● TASK TO CARRY OUT:
Render each line of the records below as a JSON list of strings, one string per line, with blank lines omitted. Leave the pictures out of the answer.

--- START ---

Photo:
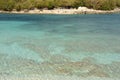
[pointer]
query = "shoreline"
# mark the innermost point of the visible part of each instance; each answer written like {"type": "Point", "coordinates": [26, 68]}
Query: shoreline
{"type": "Point", "coordinates": [80, 10]}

--- END ---

● FINAL RESULT:
[
  "Photo:",
  "[pointer]",
  "query = \"shoreline\"",
  "# mark the innermost point of the visible part of each instance; each answer written like {\"type\": \"Point\", \"coordinates\": [26, 68]}",
  "Query: shoreline",
  "{\"type\": \"Point\", \"coordinates\": [80, 10]}"
]